
      God Save the Queen
      (September 15 to October 26 at UNIT/PITT Projects)
      “How do you feel about living under the yoke of the British Crown to this day?” That’s the question thrown at this exhibition’s young indigenous and non-Native artists, resulting in a raucous array of answers. They take the form of postapocalyptic sculpture created out of scrap metal, street art mashed with landscape painting, and new-media sound and visual works.
      The Draw: Expect Sex Pistols–style interpretations of the lingering colonial weirdness of the monarchy in Canada.

      Capture Photography Festival
      (October 1 to November 15 at various venues)
      By far the biggest and most ambitious visual-art event this season, Capture presents more than 50 photographic exhibitions at museums, galleries, and artist-run centres throughout Metro Vancouver. Also on the slate are photo-based billboards, book launches, film screenings, and Canada Line installations. Intended to honour the internationally renowned Vancouver School of concept-driven photo artists, Capture also covers emerging, commercial, and amateur photographers.
      The Draw: Vancouver is overdue for a highly accessible, citywide photography festival. Look for everything from Edward Burtynsky’s monumental “Water” series to Greg Gorman’s celebrity portraits of actors and rock stars.

      Charles Edenshaw
      (October 26 to February 2 at the Vancouver Art Gallery)
      The most famous and iconic of historic Haida artists, Charles Edenshaw created a large and consistently beautiful body of work at a time of great sorrow and hardship among his people. Working in the late 19th and early 20th centuries, when the Haida had been decimated by disease and colonization, Edenshaw not only maintained visual and oral cultural traditions but improvised on them, translating local and imported stories and emblems into elegant designs in silver, argillite, wood, and paint.
      The Draw: Billed as the first major survey of Edenshaw’s work, the show includes over 200 objects borrowed from public and private collections around the world.

      Keith Rice-Jones: Working the Edge
      (November 14 to January 9 at the Evergreen Cultural Centre)
      This senior ceramic artist has worked in every style, scale, and degree of functionality, from dishes, bowls, and platters to wall-mounted relief sculptures, floor murals, and towering public commissions. The retrospective examines the wide range of Rice-Jones’s practice together with the natural, philosophical, and historical influences that have shaped his art.

* [Data excerpt]
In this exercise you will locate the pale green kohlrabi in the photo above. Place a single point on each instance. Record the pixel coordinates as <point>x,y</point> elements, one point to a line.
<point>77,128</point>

* [What to work on]
a – In the exhibition listings, how many objects does the Charles Edenshaw show include?
b – Continue the exhibition listings from where they stop.

* [Responses by task]
a – Over 200 objects, borrowed from public and private collections around the world.

b –
      The Draw: We are invited to share the creative journey of a talented West Coast ceramicist whose work has been collected internationally yet who has been, until now, under-acknowledged locally.

      Margaret Dragu: Verb Woman: the wall is in my head/a dance of forgetting
      (November 17 to January 12 at the Richmond Art Gallery)
      How do you do justice to an interdisciplinary artist whose ephemeral performances frequently riff on the unglamorous world of women’s work and the charged condition of their minds and bodies? Margaret Dragu is represented here by newly minted videos, older performance tapes, and props that explore memory and forgetting through both the political and the personal.
      The Draw: Despite the accomplishments of her four-decade-long career, this is Dragu’s first solo exhibition in a major gallery. It’s a sign (along with her recent Governor General’s Award) that this creative outsider is now recognized by the art-world establishment.

      Mark Lewis
      (December 4 to February 16 at the Charles H. Scott Gallery)
      The film works of this internationally acclaimed Canadian artist are shaped by the history of the medium. Lewis pays homage to and deconstructs cinematic language, experimenting with our inclination to attach fictional narratives to moving pictures. His new film, commissioned for the Charles H. Scott Gallery show, was shot on a deserted beach on the west coast of Vancouver Island and employs an ever-closer series of spiral shots to both menace the lone protagonist and draw us into the camera’s voyeuristic powers.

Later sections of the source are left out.